Exercise directions >> Pull out each line below that contains the word "woman".

[Data entries]
Start

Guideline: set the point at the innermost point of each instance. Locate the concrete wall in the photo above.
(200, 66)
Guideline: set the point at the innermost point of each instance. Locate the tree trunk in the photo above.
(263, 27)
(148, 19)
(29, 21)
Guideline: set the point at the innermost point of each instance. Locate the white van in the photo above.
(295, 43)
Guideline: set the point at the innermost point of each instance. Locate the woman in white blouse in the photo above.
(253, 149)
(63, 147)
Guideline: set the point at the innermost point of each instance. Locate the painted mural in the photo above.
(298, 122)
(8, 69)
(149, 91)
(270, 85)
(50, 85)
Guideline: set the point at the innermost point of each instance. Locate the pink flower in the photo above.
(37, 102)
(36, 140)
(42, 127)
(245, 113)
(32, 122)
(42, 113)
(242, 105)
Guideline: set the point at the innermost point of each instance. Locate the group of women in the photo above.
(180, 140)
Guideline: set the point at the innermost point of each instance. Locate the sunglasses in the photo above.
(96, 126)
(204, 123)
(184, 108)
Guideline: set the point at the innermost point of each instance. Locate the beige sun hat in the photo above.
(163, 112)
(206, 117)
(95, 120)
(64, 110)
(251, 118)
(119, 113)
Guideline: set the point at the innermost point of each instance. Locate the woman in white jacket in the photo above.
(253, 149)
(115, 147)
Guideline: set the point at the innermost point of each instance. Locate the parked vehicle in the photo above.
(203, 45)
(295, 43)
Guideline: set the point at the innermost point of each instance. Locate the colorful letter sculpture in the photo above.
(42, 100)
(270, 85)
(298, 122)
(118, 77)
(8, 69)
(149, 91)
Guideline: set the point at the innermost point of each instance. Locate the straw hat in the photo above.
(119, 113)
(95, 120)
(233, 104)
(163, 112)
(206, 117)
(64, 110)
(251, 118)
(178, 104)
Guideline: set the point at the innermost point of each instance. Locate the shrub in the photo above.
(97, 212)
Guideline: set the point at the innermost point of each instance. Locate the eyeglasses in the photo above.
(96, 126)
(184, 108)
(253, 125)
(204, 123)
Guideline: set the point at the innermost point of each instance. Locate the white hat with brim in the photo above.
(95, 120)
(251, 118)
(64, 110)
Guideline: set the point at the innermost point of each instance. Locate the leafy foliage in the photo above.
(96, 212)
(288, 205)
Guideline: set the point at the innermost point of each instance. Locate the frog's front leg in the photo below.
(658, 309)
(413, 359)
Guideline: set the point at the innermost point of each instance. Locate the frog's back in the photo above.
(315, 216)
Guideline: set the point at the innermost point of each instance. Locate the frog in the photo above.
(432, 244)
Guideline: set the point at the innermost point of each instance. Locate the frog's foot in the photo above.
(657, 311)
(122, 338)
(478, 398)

End
Start

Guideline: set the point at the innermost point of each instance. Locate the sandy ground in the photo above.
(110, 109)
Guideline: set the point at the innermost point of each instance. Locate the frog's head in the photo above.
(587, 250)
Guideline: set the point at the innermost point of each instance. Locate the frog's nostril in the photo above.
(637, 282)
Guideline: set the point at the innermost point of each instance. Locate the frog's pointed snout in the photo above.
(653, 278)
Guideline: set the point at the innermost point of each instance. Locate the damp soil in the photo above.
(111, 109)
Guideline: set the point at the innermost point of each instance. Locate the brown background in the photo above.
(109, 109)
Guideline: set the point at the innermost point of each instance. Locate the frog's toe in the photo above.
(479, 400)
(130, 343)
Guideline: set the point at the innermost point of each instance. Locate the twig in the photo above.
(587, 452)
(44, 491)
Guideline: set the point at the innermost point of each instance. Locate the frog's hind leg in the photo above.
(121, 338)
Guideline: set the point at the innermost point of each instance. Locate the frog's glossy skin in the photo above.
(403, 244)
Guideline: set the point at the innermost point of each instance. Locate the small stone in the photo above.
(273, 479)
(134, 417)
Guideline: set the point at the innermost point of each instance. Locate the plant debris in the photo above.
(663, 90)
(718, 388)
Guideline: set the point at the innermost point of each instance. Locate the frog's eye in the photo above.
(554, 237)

End

Answer below >>
Guideline: set the point at the innermost point of each instance. Locate the woman in white blouse in the photo above.
Guideline: set the point at the innermost point of each instance. Locate the woman in white jacket in the photo above.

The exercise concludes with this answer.